** Opening PAGE TEXT block **

Melanopsin and rod-cone photoreceptive systems account for all major accessory visual functions in mice.
Hattar S., Lucas RJ., Mrosovsky N., Thompson S., Douglas RH., Hankins MW., Lem J., Biel M., Hofmann F., Foster RG., Yau K-W.
In the mammalian retina, besides the conventional rod-cone system, a melanopsin-associated photoreceptive system exists that conveys photic information for accessory visual functions such as pupillary light reflex and circadian photo-entrainment. On ablation of the melanopsin gene, retinal ganglion cells that normally express melanopsin are no longer intrinsically photosensitive. Furthermore, pupil reflex, light-induced phase delays of the circadian clock and period lengthening of the circadian rhythm in constant light are all partially impaired. Here, we investigated whether additional photoreceptive systems participate in these responses. Using mice lacking rods and cones, we measured the action spectrum for phase-shifting the circadian rhythm of locomotor behaviour. This spectrum matches that for the pupillary light reflex in mice of the same genotype, and that for the intrinsic photosensitivity of the melanopsin-expressing retinal ganglion cells. We have also generated mice lacking melanopsin coupled with disabled rod and cone phototransduction mechanisms. These animals have an intact retina but fail to show any significant pupil reflex, to entrain to light/dark cycles, and to show any masking response to light. Thus, the rod-cone and melanopsin systems together seem to provide all of the photic input for these accessory visual functions.

** Closing PAGE TEXT block **
** Opening SUPPLIED DATA block **

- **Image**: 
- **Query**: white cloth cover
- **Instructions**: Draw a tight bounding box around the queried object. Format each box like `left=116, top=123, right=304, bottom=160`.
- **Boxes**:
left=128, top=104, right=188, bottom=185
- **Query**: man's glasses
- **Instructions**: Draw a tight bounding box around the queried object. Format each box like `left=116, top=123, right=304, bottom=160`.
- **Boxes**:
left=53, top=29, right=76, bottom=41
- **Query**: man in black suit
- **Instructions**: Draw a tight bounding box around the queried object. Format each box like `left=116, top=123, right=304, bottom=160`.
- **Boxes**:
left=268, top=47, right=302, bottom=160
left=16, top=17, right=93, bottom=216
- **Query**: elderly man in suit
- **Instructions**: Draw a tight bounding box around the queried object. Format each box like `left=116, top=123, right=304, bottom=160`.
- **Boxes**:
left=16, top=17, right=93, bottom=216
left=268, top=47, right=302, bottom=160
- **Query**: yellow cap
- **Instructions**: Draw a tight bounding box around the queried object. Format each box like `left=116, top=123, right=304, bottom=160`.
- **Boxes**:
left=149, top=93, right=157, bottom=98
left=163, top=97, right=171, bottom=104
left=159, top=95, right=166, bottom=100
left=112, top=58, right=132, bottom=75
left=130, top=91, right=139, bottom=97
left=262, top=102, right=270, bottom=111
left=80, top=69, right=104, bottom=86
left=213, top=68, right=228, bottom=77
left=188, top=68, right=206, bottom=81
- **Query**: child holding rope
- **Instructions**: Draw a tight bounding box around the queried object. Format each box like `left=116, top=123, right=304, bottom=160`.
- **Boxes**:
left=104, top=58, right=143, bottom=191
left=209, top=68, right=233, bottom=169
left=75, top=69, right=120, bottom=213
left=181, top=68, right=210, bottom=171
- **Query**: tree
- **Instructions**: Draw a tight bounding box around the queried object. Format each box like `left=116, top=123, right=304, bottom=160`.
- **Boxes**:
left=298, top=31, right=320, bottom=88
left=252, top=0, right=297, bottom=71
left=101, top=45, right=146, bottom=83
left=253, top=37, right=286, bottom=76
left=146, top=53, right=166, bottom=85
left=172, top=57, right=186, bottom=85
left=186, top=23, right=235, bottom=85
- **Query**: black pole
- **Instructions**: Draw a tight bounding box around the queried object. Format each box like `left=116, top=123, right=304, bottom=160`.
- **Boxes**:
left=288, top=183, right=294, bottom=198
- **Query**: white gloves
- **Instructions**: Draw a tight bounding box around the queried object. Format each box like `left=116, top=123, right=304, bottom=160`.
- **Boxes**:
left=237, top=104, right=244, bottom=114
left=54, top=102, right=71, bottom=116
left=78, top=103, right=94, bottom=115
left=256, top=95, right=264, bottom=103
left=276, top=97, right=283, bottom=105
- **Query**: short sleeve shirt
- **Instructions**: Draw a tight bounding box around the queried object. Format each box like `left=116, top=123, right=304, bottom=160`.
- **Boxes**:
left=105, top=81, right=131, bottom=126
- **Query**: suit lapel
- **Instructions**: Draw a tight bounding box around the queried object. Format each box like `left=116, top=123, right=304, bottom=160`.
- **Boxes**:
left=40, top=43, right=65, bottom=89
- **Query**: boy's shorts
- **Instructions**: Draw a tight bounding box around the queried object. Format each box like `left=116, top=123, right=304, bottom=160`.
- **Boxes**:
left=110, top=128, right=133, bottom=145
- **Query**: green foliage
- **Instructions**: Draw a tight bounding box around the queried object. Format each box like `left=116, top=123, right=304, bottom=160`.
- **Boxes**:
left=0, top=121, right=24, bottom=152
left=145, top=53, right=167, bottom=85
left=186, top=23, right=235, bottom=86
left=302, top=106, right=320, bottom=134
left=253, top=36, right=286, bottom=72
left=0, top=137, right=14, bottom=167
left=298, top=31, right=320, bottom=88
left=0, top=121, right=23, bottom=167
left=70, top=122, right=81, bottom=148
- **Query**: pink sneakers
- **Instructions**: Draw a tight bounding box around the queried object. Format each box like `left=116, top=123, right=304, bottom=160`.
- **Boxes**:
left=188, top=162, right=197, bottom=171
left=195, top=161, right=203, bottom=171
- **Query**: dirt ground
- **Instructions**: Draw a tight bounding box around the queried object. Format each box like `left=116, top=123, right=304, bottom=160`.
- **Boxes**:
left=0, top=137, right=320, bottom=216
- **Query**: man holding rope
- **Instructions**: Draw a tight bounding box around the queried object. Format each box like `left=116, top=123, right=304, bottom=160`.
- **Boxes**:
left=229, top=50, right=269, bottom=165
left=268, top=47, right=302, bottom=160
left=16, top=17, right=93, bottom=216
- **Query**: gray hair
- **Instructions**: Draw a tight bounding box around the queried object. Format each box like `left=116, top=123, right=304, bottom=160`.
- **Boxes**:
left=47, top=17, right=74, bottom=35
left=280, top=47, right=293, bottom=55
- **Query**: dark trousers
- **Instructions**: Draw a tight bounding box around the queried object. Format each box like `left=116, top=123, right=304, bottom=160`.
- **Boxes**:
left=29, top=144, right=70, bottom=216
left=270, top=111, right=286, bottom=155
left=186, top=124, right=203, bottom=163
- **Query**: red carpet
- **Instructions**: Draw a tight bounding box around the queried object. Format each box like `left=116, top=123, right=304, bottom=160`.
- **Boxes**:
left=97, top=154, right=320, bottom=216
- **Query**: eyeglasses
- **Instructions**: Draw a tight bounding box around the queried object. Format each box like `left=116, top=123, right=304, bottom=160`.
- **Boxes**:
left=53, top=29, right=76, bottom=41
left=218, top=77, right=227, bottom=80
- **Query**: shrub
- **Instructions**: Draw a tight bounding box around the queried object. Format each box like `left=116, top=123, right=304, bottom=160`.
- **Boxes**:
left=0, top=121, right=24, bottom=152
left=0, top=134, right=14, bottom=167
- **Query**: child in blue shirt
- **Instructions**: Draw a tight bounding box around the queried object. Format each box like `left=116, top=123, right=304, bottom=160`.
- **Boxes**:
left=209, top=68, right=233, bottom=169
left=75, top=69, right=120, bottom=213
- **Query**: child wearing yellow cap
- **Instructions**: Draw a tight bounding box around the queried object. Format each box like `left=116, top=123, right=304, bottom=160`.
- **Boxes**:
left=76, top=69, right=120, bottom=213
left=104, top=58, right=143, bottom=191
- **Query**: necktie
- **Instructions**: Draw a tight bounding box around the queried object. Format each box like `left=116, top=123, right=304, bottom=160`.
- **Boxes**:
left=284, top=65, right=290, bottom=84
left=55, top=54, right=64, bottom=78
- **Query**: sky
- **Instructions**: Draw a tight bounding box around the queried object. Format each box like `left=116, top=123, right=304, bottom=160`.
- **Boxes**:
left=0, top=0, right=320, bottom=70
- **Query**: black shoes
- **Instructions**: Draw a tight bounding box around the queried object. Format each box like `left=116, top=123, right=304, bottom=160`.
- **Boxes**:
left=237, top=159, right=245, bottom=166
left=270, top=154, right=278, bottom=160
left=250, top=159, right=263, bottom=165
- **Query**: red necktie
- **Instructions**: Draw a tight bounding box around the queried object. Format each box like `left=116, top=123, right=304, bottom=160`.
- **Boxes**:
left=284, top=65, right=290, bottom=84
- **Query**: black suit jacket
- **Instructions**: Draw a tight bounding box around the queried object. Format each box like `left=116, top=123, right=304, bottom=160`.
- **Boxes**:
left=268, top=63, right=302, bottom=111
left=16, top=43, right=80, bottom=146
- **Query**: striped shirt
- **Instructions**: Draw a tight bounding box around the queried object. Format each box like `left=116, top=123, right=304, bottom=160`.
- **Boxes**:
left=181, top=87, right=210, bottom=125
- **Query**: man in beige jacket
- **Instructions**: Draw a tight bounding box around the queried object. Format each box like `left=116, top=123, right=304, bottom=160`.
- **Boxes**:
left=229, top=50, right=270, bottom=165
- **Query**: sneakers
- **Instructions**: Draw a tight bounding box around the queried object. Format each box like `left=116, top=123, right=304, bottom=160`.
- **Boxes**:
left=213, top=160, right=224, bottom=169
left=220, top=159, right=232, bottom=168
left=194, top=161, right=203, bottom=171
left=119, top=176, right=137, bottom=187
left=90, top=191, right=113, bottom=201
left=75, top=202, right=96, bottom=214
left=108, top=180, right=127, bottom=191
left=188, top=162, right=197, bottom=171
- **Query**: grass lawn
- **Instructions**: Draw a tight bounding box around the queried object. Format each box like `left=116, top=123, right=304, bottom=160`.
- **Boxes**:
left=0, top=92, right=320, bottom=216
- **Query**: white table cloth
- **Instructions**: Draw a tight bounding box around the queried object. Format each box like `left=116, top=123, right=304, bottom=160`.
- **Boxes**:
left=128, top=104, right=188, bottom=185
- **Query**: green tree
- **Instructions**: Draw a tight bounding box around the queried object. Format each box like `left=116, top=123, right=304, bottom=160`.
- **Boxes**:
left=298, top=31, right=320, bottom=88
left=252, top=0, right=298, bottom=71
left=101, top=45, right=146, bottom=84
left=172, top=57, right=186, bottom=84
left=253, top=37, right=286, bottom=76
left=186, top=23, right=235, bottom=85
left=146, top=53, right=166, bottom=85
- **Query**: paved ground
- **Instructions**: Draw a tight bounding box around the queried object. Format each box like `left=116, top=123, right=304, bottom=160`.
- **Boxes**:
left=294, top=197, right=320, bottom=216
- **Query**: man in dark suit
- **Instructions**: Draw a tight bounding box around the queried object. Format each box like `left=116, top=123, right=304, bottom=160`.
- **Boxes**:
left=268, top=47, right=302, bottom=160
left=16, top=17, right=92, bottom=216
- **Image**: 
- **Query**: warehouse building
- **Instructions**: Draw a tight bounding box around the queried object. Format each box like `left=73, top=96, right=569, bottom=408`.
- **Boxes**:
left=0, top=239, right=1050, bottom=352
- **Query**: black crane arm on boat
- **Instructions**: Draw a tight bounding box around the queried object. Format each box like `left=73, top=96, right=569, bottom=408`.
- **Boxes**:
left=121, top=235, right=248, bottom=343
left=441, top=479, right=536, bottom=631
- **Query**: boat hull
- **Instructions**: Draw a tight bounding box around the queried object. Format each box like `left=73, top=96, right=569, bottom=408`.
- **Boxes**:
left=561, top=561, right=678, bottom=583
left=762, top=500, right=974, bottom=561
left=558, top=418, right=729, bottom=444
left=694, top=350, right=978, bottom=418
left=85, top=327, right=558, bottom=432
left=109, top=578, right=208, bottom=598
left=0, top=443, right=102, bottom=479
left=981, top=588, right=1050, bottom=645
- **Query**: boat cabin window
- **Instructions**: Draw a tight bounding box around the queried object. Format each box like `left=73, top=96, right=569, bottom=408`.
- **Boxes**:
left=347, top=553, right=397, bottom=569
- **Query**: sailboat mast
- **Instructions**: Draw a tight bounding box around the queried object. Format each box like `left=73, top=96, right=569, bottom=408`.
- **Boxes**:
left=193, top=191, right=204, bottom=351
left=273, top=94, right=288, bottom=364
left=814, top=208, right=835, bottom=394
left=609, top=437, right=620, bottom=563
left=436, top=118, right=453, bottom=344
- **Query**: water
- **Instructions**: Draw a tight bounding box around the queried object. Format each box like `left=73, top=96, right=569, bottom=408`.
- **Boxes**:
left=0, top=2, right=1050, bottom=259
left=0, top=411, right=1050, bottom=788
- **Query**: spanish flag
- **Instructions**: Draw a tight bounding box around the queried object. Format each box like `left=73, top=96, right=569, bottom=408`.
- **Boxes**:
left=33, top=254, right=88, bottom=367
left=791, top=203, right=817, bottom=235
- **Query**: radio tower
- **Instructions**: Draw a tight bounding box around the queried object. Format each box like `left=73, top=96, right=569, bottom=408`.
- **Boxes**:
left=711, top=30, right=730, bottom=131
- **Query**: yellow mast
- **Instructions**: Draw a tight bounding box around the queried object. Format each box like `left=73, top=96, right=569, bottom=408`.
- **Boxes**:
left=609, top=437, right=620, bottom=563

** Closing SUPPLIED DATA block **

In the melanopsin abstract, which three responses do the mice lacking melanopsin and disabled rod and cone phototransduction fail to show? The listing plays no part in what comes next.

◆ EXERCISE SOLUTION
They fail to show any significant pupil reflex, to entrain to light/dark cycles, and to show any masking response to light.